**ISTRUZIONI E REQUISITI:** Per favore, individua e copia ogni riga dei record che contiene la parola "tree", distinguendo tra maiuscole e minuscole.

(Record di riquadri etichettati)
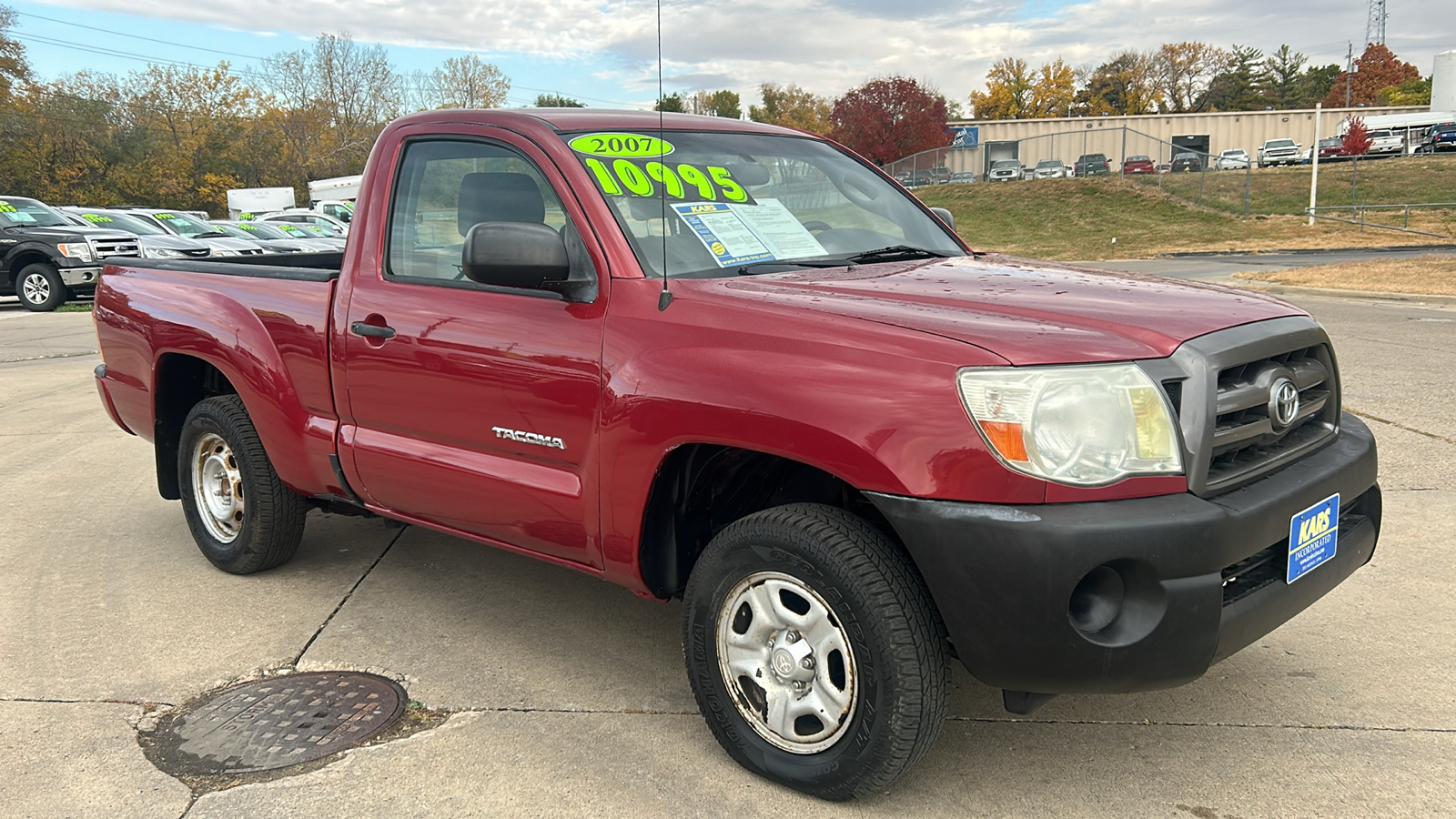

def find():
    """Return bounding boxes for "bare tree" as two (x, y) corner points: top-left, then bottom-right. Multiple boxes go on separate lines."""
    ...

(417, 54), (511, 108)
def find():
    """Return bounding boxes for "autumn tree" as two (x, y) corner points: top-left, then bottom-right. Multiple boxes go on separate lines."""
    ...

(0, 5), (31, 105)
(418, 54), (511, 108)
(828, 76), (951, 165)
(1340, 116), (1371, 156)
(1204, 46), (1263, 111)
(1325, 42), (1421, 108)
(1374, 77), (1432, 105)
(971, 56), (1036, 119)
(1152, 41), (1234, 114)
(536, 93), (585, 108)
(748, 83), (830, 134)
(687, 90), (743, 119)
(1263, 46), (1309, 108)
(1077, 51), (1162, 116)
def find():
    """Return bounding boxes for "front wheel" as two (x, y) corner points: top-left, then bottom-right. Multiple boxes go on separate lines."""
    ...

(682, 504), (949, 800)
(15, 262), (71, 313)
(177, 395), (308, 574)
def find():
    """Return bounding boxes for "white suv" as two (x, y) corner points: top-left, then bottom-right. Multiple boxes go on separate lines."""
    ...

(1259, 138), (1300, 167)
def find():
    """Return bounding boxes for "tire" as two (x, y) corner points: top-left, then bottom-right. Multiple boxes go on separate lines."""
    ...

(682, 504), (951, 800)
(177, 395), (308, 574)
(15, 262), (71, 313)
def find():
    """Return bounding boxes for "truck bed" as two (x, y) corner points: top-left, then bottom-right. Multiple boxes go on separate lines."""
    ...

(95, 252), (347, 497)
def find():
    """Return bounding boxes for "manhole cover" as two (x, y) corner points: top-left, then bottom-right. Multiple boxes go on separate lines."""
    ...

(157, 672), (405, 775)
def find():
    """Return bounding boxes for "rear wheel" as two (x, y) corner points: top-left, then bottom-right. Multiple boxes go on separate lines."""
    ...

(177, 395), (308, 574)
(15, 262), (71, 313)
(682, 504), (949, 800)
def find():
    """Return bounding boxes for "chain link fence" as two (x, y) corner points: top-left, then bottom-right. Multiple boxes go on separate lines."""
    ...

(884, 121), (1456, 238)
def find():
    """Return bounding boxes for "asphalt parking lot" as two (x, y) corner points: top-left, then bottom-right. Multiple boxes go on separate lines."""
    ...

(0, 284), (1456, 819)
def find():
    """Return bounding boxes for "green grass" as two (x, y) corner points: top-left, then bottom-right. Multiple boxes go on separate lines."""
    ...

(915, 157), (1456, 259)
(1127, 156), (1456, 214)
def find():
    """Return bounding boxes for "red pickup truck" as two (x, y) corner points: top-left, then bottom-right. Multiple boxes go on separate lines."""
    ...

(95, 109), (1380, 799)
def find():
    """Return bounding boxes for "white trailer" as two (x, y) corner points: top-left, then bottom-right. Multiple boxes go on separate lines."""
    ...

(228, 188), (294, 218)
(308, 175), (364, 207)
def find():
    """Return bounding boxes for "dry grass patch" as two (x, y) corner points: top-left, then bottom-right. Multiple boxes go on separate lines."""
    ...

(1233, 254), (1456, 296)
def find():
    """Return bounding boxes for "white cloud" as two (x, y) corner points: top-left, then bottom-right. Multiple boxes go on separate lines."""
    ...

(25, 0), (1456, 106)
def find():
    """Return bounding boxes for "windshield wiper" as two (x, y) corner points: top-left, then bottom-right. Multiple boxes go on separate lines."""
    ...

(849, 245), (951, 264)
(738, 259), (854, 276)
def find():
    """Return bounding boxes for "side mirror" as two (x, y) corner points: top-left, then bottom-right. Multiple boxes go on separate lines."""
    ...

(460, 221), (571, 290)
(930, 207), (956, 230)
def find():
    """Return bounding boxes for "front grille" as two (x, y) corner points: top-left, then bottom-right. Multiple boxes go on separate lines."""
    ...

(1207, 344), (1340, 488)
(90, 236), (141, 259)
(1138, 317), (1340, 497)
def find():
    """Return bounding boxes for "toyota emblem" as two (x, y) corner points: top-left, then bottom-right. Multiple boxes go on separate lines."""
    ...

(1269, 379), (1299, 430)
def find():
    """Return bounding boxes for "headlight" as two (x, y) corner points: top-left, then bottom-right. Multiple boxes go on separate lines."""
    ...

(956, 364), (1182, 487)
(56, 242), (96, 262)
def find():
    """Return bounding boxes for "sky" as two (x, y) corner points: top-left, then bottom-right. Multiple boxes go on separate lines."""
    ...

(0, 0), (1456, 112)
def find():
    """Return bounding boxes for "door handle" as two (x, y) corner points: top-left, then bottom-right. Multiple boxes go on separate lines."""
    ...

(349, 316), (395, 339)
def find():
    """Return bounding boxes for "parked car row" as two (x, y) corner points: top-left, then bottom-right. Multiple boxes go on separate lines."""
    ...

(0, 197), (347, 312)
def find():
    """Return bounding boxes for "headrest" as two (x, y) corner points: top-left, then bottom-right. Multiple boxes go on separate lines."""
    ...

(457, 174), (546, 236)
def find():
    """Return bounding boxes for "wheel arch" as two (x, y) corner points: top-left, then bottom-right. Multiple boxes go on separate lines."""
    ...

(153, 353), (238, 500)
(638, 443), (903, 599)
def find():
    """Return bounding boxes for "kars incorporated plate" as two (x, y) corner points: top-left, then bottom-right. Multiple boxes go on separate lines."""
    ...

(1284, 492), (1340, 583)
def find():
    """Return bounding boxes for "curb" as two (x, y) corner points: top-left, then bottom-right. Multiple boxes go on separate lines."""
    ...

(1153, 245), (1456, 259)
(1218, 277), (1456, 308)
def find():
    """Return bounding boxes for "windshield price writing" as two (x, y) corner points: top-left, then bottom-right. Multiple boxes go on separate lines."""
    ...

(582, 156), (748, 203)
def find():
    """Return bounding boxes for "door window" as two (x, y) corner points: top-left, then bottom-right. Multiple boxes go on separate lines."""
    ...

(384, 140), (566, 281)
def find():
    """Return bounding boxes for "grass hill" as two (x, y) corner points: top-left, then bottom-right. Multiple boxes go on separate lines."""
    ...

(915, 157), (1456, 259)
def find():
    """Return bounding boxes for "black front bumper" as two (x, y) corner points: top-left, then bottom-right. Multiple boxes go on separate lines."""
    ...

(869, 414), (1380, 693)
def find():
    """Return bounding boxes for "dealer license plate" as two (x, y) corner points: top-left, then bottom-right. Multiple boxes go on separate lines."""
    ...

(1284, 492), (1340, 583)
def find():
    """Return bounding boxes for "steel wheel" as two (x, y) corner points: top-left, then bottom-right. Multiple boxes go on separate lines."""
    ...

(20, 272), (51, 305)
(192, 433), (245, 543)
(716, 571), (854, 753)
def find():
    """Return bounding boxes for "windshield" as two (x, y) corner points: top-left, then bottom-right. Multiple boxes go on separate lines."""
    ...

(0, 197), (71, 228)
(563, 131), (966, 277)
(75, 210), (167, 236)
(151, 211), (221, 239)
(227, 221), (288, 239)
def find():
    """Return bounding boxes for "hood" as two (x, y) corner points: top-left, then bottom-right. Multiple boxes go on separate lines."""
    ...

(198, 236), (262, 252)
(704, 254), (1306, 364)
(10, 225), (133, 240)
(136, 233), (208, 250)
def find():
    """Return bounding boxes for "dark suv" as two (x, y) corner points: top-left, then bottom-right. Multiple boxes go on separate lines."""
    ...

(0, 197), (141, 312)
(1073, 153), (1112, 177)
(1415, 123), (1456, 153)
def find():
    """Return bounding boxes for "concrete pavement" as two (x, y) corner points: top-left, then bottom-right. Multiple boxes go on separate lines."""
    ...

(0, 294), (1456, 819)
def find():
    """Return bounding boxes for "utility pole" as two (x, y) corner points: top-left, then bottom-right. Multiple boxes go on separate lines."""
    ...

(1345, 42), (1356, 108)
(1310, 102), (1323, 228)
(1366, 0), (1385, 46)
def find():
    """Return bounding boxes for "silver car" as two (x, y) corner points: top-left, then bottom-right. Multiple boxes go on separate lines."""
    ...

(1031, 159), (1067, 179)
(122, 208), (264, 257)
(986, 159), (1022, 182)
(58, 207), (213, 259)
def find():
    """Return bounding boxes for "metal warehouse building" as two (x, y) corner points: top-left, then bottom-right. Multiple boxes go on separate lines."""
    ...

(932, 105), (1430, 177)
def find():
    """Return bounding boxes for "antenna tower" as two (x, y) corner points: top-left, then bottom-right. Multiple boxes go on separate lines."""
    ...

(1366, 0), (1385, 46)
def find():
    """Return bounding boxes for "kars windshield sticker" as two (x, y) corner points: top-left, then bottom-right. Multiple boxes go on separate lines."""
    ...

(672, 199), (828, 267)
(566, 134), (672, 157)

**SOLUZIONE DEL PROBLEMA:**
    """Return bounding boxes for "bare tree" as two (x, y) corner points: top-left, then bottom-right. Multiple boxes go on separate lines."""
    """Return bounding boxes for "autumn tree" as two (x, y) corner points: top-left, then bottom-right. Multiple boxes go on separate lines."""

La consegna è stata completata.